0
votes

I'm currently trying to figure out how I can load a saved H2O MOJO model and use it on a Spark DataFrame without needing Sparkling Water. The approach I am trying to use is to load up a h2o-genmodel.jar file when Spark starts up, and then use then use PySpark's Py4J interface to access it. My concrete question will be about how access the values generated by the py4j.java_gateway objects.

Below is a minimal example:

Train model

import h2o
from h2o.estimators.random_forest import H2ORandomForestEstimator
import pandas as pd
import numpy as np

h2o.init()

features = pd.DataFrame(np.random.randn(6,3),columns=list('ABC'))
target = pd.DataFrame(pd.Series(["cat","dog","cat","dog","cat","dog"]), columns=["target"])
df = pd.concat([features, target], axis=1)
df_h2o = h2o.H2OFrame(df)

rf = H2ORandomForestEstimator()
rf.train(["A","B","C"],"target",training_frame=df_h2o, validation_frame=df_h2o)

Save MOJO

model_path = rf.download_mojo(path="./mojo/", get_genmodel_jar=True)
print(model_path)

Load MOJO

from pyspark.sql import SparkSession

spark = SparkSession.builder.config("spark.jars", "/home/ec2-user/Notebooks/mojo/h2o-genmodel.jar").getOrCreate()

MojoModel = spark._jvm.hex.genmodel.MojoModel
EasyPredictModelWrapper = spark._jvm.hex.genmodel.easy.EasyPredictModelWrapper
RowData = spark._jvm.hex.genmodel.easy.RowData

mojo = MojoModel.load(model_path)
easy_model = EasyPredictModelWrapper(mojo)

Predict on a single row of data

r = RowData()
r.put("A", -0.631123)
r.put("B", 0.711463)
r.put("C", -1.332257)

score = easy_model.predictBinomial(r).classProbabilities

So, that far I have been able to get. Where I am having trouble is that I find it difficult to inpect what score is giving back to me. print(score) yields the following: <py4j.java_gateway.JavaMember at 0x7fb2e09b4e80>. Presumably there must be a way to the actual generated values from this object, but how would I do that?

**Task brief**.
Please explain in one to three sentences why the forum post above loads the h2o-genmodel.jar file when Spark starts up.

**Data shown**.
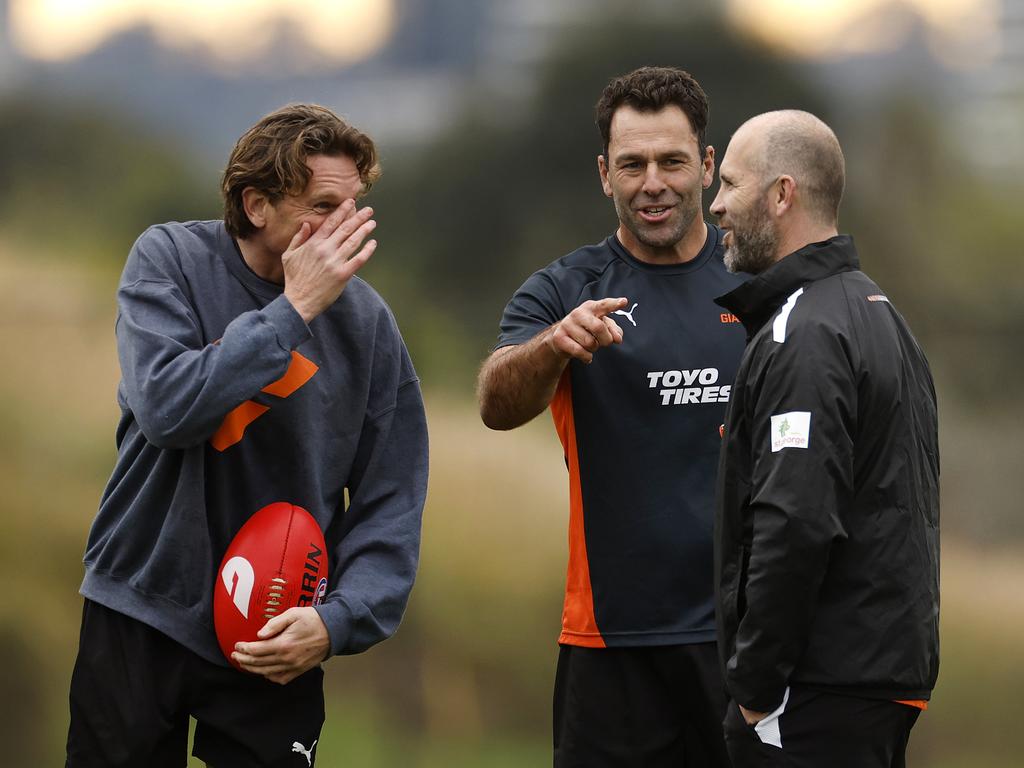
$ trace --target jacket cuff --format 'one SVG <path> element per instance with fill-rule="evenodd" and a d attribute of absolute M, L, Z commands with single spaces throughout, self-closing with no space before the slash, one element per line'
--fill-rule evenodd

**Solved exercise**.
The poster wants to load a saved H2O MOJO model and use it on a Spark DataFrame without needing Sparkling Water. Loading the jar when Spark starts makes its model classes available through PySpark's Py4J interface.